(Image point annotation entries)
^^^^^^^^^^^^^^^^

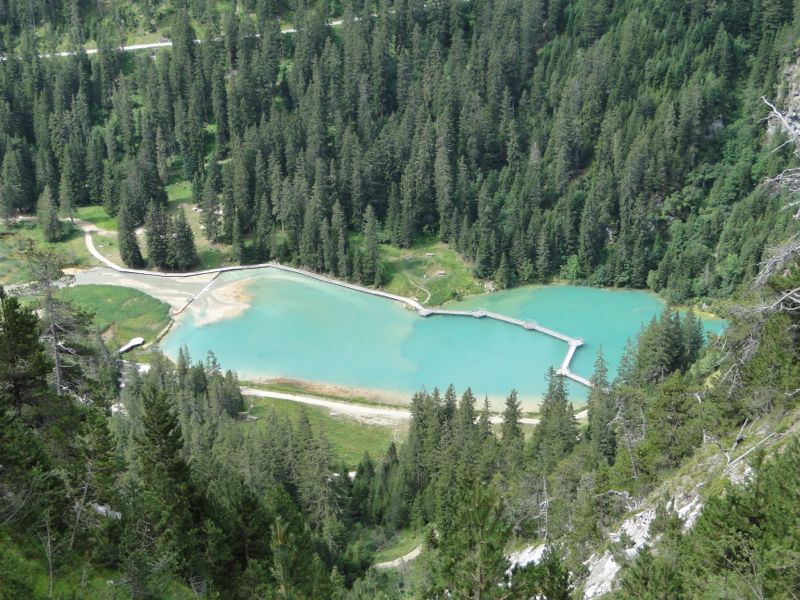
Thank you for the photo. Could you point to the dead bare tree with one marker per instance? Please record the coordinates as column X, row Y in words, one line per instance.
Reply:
column 786, row 253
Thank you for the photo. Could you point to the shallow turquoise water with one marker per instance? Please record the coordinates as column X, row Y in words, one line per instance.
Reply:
column 303, row 329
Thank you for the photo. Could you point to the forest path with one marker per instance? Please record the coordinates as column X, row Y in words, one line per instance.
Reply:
column 399, row 562
column 164, row 43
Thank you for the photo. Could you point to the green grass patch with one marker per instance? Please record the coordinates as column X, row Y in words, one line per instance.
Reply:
column 14, row 238
column 120, row 313
column 430, row 271
column 97, row 215
column 348, row 437
column 179, row 192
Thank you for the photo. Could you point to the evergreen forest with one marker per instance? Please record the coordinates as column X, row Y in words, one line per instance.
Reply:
column 622, row 143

^^^^^^^^^^^^^^^^

Instructions for the task –
Starting at the line that contains "Thank you for the photo. Could you point to the shallow" and ending after the line that contains "column 164, row 43", copy those lines and substitute "emerald" for "turquoise". Keep everything else unchanged.

The answer –
Thank you for the photo. Could you point to the shallow emerald water with one marker per instance? Please record the coordinates as column X, row Y in words, one line per instance.
Reply:
column 303, row 329
Thank you for the photo. Could you point to the forest path with one marker per instance? Please record the coordinates as column X, row Y in words, one line per instance.
Reply:
column 399, row 562
column 164, row 43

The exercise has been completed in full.